All entries are to be given again verbatim.

A block of data
◇ ◇ ◇
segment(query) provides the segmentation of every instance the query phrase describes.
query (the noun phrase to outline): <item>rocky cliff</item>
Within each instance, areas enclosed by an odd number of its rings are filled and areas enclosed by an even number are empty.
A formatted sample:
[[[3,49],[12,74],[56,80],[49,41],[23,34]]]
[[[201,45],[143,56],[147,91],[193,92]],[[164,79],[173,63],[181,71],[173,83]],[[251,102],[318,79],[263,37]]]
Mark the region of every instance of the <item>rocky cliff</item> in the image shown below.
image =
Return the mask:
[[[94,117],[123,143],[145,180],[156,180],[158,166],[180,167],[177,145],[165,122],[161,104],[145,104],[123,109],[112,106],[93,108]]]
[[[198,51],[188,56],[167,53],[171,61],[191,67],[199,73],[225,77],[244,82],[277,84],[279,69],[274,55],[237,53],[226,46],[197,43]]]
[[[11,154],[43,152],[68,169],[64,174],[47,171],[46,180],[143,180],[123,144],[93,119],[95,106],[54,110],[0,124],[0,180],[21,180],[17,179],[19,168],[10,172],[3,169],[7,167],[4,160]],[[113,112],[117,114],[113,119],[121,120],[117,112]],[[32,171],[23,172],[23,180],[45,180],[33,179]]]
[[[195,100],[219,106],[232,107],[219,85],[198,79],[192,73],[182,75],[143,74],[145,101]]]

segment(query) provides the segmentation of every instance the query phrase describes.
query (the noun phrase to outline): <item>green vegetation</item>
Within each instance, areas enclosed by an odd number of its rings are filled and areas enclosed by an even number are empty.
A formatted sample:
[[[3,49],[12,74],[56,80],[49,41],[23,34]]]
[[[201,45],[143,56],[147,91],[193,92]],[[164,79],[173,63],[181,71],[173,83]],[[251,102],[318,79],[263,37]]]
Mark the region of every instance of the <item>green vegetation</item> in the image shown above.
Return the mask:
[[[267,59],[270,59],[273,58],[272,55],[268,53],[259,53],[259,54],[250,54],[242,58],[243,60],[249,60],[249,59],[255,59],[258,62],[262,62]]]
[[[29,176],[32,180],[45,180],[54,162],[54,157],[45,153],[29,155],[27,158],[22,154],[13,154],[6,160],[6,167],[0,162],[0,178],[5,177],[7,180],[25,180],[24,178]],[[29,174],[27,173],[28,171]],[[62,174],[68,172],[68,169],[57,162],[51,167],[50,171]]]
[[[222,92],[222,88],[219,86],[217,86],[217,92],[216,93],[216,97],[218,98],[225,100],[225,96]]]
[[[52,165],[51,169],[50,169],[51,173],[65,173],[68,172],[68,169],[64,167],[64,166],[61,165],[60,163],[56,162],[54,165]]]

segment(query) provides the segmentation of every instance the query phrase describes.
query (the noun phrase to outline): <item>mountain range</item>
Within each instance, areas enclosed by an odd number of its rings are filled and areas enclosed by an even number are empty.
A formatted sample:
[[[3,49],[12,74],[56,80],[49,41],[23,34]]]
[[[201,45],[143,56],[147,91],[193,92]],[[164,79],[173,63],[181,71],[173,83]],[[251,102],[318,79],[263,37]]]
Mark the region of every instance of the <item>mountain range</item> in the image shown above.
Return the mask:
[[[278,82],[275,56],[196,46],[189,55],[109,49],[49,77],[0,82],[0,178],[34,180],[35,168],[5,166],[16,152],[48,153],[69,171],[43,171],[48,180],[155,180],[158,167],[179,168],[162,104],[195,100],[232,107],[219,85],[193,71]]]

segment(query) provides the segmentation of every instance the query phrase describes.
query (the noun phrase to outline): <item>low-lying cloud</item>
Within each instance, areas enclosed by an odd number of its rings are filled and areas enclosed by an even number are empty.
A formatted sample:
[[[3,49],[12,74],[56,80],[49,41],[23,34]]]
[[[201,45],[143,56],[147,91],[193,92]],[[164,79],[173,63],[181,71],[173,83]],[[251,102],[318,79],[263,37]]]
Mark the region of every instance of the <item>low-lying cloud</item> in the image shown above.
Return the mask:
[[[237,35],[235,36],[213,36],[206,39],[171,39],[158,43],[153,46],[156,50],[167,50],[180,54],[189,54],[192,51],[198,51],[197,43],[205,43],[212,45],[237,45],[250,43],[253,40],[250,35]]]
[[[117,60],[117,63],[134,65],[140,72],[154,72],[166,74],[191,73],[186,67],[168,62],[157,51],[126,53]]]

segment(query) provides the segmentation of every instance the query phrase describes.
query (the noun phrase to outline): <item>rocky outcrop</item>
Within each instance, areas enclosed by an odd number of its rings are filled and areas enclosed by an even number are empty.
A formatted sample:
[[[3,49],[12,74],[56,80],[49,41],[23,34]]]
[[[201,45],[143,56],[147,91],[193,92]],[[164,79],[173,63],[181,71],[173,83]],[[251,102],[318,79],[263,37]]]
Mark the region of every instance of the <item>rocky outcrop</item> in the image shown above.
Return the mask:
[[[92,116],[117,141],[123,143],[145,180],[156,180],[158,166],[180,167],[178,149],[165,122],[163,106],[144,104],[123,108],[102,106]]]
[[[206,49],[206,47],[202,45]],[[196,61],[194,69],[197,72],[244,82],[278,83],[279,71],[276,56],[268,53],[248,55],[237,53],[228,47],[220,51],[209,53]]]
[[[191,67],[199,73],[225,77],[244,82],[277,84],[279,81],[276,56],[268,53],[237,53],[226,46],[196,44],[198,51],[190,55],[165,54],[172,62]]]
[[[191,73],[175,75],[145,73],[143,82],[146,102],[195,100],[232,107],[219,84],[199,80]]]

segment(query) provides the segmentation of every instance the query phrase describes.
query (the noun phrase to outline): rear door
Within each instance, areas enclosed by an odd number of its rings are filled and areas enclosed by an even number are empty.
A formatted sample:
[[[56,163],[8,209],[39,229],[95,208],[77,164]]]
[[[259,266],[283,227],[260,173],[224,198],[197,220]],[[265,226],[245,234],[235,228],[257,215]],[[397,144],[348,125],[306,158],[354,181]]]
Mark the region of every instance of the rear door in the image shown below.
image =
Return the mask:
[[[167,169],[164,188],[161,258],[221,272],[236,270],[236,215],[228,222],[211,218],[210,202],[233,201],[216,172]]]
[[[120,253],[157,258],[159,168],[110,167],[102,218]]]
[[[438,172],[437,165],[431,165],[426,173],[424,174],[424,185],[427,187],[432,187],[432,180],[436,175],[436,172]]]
◇ ◇ ◇
▶ **THE ANSWER**:
segment(query) provides the segmentation of every instance the query phrase describes.
query (the noun phrase to outline): <item>rocky cliff</item>
Within each instance, areas enclosed by an odd number of its rings are filled and areas enclosed by an even number are empty.
A formatted sample:
[[[3,49],[12,74],[56,80],[49,41],[23,34]]]
[[[201,45],[143,56],[147,91],[193,92]],[[164,79],[173,63],[181,71],[173,83]],[[251,102],[318,79],[263,37]]]
Mark the region of every instance of the <item>rocky cliff</item> in the image shown below.
image =
Return the mask:
[[[94,117],[123,143],[145,180],[156,180],[158,166],[180,167],[177,145],[165,122],[161,104],[145,104],[123,109],[112,106],[93,108]]]
[[[198,51],[188,56],[167,53],[171,61],[191,67],[199,73],[225,77],[244,82],[277,84],[279,69],[274,55],[237,53],[226,46],[197,43]]]
[[[11,154],[43,152],[68,169],[64,174],[47,171],[46,180],[143,180],[123,144],[93,119],[95,106],[54,110],[0,124],[0,180],[21,180],[17,179],[19,168],[10,172],[3,169],[7,167],[4,160]],[[113,112],[117,114],[113,119],[121,120],[117,112]],[[32,171],[23,172],[23,180],[45,180],[33,179]]]
[[[195,100],[219,106],[232,107],[219,85],[198,79],[192,73],[182,75],[143,74],[145,101]]]

segment(query) provides the segmentation of every instance the query phrase describes.
query (the noun phrase to outline): <item>green vegetation</item>
Within each instance, areas enclosed by an odd number of its rings are filled and areas enclosed by an even number are empty.
A formatted sample:
[[[3,49],[12,74],[56,80],[49,41],[23,34]]]
[[[201,45],[143,56],[147,91],[193,92]],[[164,79],[173,63],[181,71],[173,83]],[[251,102],[318,79],[263,37]]]
Mark the region of every instance of the <item>green vegetation</item> in the image shown above.
Return the mask:
[[[267,59],[270,59],[273,58],[272,55],[268,53],[259,53],[259,54],[250,54],[242,58],[243,60],[249,60],[249,59],[255,59],[258,62],[262,62]]]
[[[29,176],[32,180],[45,180],[54,162],[54,157],[45,153],[29,155],[27,158],[22,154],[13,154],[6,160],[6,167],[0,162],[0,178],[5,177],[7,180],[25,180],[24,178]],[[29,174],[27,173],[28,171]],[[62,174],[68,172],[68,169],[57,162],[51,167],[50,171]]]
[[[222,92],[222,88],[219,86],[217,86],[217,92],[216,93],[216,97],[218,98],[225,100],[225,96]]]
[[[52,165],[51,169],[50,169],[51,173],[65,173],[68,172],[68,169],[64,167],[64,166],[61,165],[60,163],[56,162],[54,165]]]

segment(query) provides the segmentation of every instance the query phrase describes.
query (the noun phrase to outline): <item>mountain range</item>
Within each instance, areas enclosed by an odd number of its rings are filled and areas enclosed by an even number are empty.
A formatted sample:
[[[3,49],[12,74],[56,80],[49,41],[23,34]]]
[[[201,45],[143,56],[147,91],[193,92]],[[164,79],[173,63],[181,71],[173,83]],[[251,102],[318,79],[263,37]]]
Mark the region of every instance of the <item>mountain range</item> in the image shown above.
Return the mask:
[[[278,82],[275,56],[196,46],[189,55],[109,49],[49,77],[0,82],[0,178],[34,180],[35,168],[5,166],[16,152],[48,153],[69,171],[43,171],[48,180],[155,180],[158,167],[179,168],[162,104],[195,100],[232,107],[219,85],[193,71]]]

segment(query) provides the segmentation of every instance the query phrase describes.
query (the noun phrase to outline): <item>low-lying cloud</item>
Within each instance, areas enclosed by an odd number of its rings are filled and areas enclosed by an even number are empty.
A formatted sample:
[[[3,49],[12,74],[56,80],[49,41],[23,34]]]
[[[201,45],[143,56],[147,91],[193,92]],[[164,79],[173,63],[181,71],[173,83]],[[251,102],[318,79],[263,37]]]
Mark the region of every instance of the <item>low-lying cloud</item> in the image shown above.
Return the mask:
[[[237,35],[235,36],[213,36],[206,39],[171,39],[158,43],[153,46],[156,50],[167,50],[180,54],[189,54],[192,51],[198,51],[197,43],[205,43],[212,45],[237,45],[250,43],[253,40],[250,35]]]
[[[117,60],[117,63],[134,65],[140,72],[154,72],[166,74],[191,73],[186,67],[168,62],[157,51],[126,53]]]

segment(query) provides the segmentation of every instance the query phrase describes.
query (the noun phrase to outline): <item>rocky outcrop</item>
Within each instance, areas enclosed by an odd number of its rings are filled and areas enclosed by an even number are empty.
A formatted sample:
[[[3,49],[12,74],[56,80],[49,41],[23,34]]]
[[[201,45],[143,56],[147,91],[193,92]],[[164,79],[173,63],[181,71],[173,83]],[[251,102],[318,79],[263,37]]]
Mark the region of every instance of the <item>rocky outcrop</item> in the image shown above.
Return the mask:
[[[92,116],[117,141],[123,143],[145,180],[156,180],[158,166],[180,167],[178,149],[165,122],[163,106],[144,104],[123,108],[102,106]]]
[[[206,49],[206,47],[202,45]],[[196,61],[194,69],[197,72],[244,82],[278,83],[279,71],[276,56],[268,53],[248,55],[237,53],[228,47],[220,51],[209,53]]]
[[[191,67],[199,73],[225,77],[244,82],[277,84],[279,81],[276,56],[268,53],[237,53],[226,46],[196,44],[198,51],[190,55],[165,54],[172,62]]]
[[[191,73],[175,75],[145,73],[143,82],[146,102],[195,100],[232,107],[219,84],[199,80]]]

segment(query) provides the segmentation of every instance the query phrase describes.
query (the noun phrase to outline): rear door
Within each instance, areas enclosed by an odd number of its rings are filled and areas enclosed by an even number are empty.
A formatted sample:
[[[56,163],[8,209],[39,229],[95,208],[77,164]]]
[[[259,266],[283,227],[260,173],[224,198],[197,220]],[[265,226],[245,234],[235,228],[257,215]],[[397,144],[348,125],[306,158],[354,181]]]
Mark the region of every instance of the rear door in the image shown below.
image =
Return the mask:
[[[167,169],[164,188],[161,258],[221,272],[236,270],[236,215],[228,222],[211,218],[210,202],[233,201],[216,172]]]
[[[120,253],[157,258],[159,168],[110,167],[102,218]]]
[[[438,172],[437,165],[431,165],[426,173],[424,174],[424,185],[427,187],[432,187],[432,180],[436,175],[436,172]]]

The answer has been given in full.